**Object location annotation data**
***

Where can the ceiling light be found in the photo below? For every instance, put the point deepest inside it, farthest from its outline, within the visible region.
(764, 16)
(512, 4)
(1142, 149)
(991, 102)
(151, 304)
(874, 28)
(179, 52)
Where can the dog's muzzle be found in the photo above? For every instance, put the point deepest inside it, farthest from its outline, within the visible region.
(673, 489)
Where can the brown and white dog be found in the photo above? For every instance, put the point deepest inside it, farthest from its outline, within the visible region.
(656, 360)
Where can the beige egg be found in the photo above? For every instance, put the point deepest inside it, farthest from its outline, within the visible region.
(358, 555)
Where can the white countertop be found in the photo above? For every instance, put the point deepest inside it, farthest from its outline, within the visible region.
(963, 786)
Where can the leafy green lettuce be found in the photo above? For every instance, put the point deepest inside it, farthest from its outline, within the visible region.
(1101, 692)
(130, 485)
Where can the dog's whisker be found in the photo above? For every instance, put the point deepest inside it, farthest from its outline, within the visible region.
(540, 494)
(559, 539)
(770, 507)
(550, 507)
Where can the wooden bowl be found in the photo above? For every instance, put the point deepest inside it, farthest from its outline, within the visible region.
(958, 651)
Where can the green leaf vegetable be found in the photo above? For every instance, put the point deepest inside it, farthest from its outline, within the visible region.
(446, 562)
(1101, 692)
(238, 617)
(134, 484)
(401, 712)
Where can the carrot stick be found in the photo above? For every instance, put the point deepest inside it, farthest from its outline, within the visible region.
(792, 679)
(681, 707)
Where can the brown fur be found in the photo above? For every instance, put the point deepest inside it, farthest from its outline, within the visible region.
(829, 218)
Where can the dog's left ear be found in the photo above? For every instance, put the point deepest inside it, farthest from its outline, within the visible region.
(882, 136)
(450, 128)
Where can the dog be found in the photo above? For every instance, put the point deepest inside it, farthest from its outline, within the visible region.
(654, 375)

***

**STATED GOAL**
Restate the data above exactly, keeping each word as it stands.

**SOLUTION**
Where can the ceiling light be found in the photo below? For every instance, put the point deepest inside it, farthest from its outline, within the visible region.
(764, 16)
(512, 4)
(1142, 149)
(991, 102)
(151, 304)
(874, 28)
(179, 52)
Where can the dog's muzzle be found in the photo above? For every instance, put the point deepest inside it, farthest from its outline, within the visible region.
(673, 489)
Where can the brown and white dog be found in the photo above? For every instance, put the point deepest inside it, farthest from its outline, within the visible region.
(656, 360)
Where can the beige egg be found in the photo above? For every instance, put the point deepest inside it, farthest from its outline, within the visible region.
(358, 555)
Where can the white countertop be found in the photo above? For every instance, put the point deepest inside it, farthest from its outline, within the visible region.
(963, 786)
Where can the leafy green lettuce be found in the photo above? For every instance, put the point deepest inside it, farthest from its outline, within the visible region.
(1101, 692)
(130, 485)
Where can the dog's whisker be found in the photo above? For every instance, put the point deepest inside it, farthest from its outline, within the visible region.
(540, 494)
(559, 539)
(770, 507)
(550, 507)
Where can the wooden bowl be found in the photo above? For every instance, put the point deepest inside it, farthest from its outline, within the visible region.
(958, 651)
Where can the green leaf vegetable be found in the photo above? For every instance, put the point deepest inside it, farthest from its outline, within the visible region.
(446, 562)
(1101, 692)
(238, 617)
(134, 484)
(401, 712)
Where can the carrot stick be found in the photo above? For every instance, put the point deepest inside it, farthest from its outline, within the visible region.
(792, 679)
(681, 707)
Where can the brown fur be found in the photo above? For every instance, put the point deepest inside it, farthest from its outline, within the visible region.
(829, 218)
Where can the dog's left ear be found in the photo above? For every instance, put the point deepest inside it, farthest from its outline, within the visible region.
(882, 136)
(450, 128)
Where can the dog be found in the photo above? For every instance, put the point deepest inside it, farthest from its outline, within the visible region.
(654, 375)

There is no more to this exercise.